Records from a point-labeling set:
------------------------------------
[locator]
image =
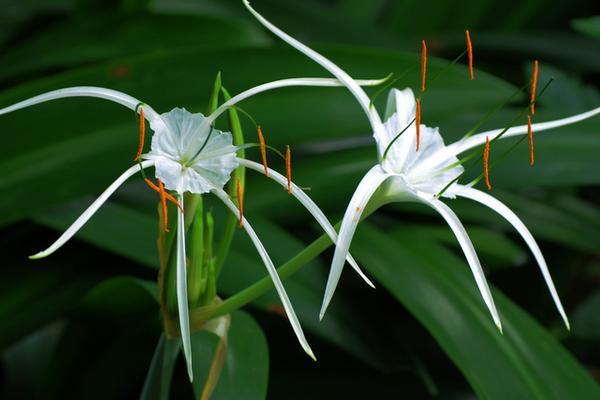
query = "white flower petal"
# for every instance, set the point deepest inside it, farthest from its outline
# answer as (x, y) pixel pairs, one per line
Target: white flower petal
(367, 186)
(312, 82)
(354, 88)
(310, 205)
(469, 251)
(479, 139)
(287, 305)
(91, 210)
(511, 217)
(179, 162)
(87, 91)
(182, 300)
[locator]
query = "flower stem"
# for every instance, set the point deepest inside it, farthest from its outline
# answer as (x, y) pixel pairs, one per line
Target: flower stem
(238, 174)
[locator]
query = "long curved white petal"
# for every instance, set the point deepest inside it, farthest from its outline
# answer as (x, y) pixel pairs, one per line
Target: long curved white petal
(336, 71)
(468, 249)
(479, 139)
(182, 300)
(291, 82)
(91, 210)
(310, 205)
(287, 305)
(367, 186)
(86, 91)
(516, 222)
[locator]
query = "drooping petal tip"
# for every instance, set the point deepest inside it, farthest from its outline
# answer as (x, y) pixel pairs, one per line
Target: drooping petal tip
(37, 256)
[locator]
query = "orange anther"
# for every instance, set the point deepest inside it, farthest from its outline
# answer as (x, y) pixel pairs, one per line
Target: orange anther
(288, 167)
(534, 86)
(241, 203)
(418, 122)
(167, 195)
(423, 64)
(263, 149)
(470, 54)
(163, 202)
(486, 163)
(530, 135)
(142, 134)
------------------------------------
Written problem: Edit the data above so that every "pixel pairs" becomes "pixel coordinates" and nothing else changes. Leave the picture out of your copy.

Answer for this exercise:
[locator]
image =
query = "white flower petal"
# for every instance, set the point deepest inside it, farthest from its outline
# answer as (x, y) pixel coordinates, one per line
Target: white flower petal
(367, 186)
(312, 82)
(354, 88)
(310, 205)
(469, 251)
(479, 139)
(287, 305)
(91, 210)
(511, 217)
(179, 162)
(87, 91)
(182, 300)
[locator]
query = "flower stem"
# for every instance, set the point deepest inside it, farthest from its outline
# answer as (x, y) pixel coordinates, one per line
Target: flower stem
(238, 174)
[locator]
query = "long curved white petal"
# for every instance, set the point deepest inside it, farthest from its outline
# answer as (x, y) pixel coordinates, one per line
Target: long curved white petal
(336, 71)
(468, 249)
(479, 139)
(182, 300)
(291, 82)
(91, 210)
(310, 205)
(287, 305)
(367, 186)
(86, 91)
(516, 222)
[locator]
query = "drooping petal tip"
# for every instance, set the point deepest inside it, farthest from its outline
# answer as (x, y) pixel coordinates, one per line
Target: drooping petal tip
(37, 256)
[locator]
query = "orange anther"
# for every instance, set the point deepest inside it, farthest from its outline
# answer as (x, y) pixel coordinates, one per line
Target: orange anther
(288, 167)
(534, 86)
(241, 203)
(418, 122)
(167, 195)
(423, 64)
(263, 149)
(470, 54)
(163, 202)
(486, 163)
(530, 135)
(142, 134)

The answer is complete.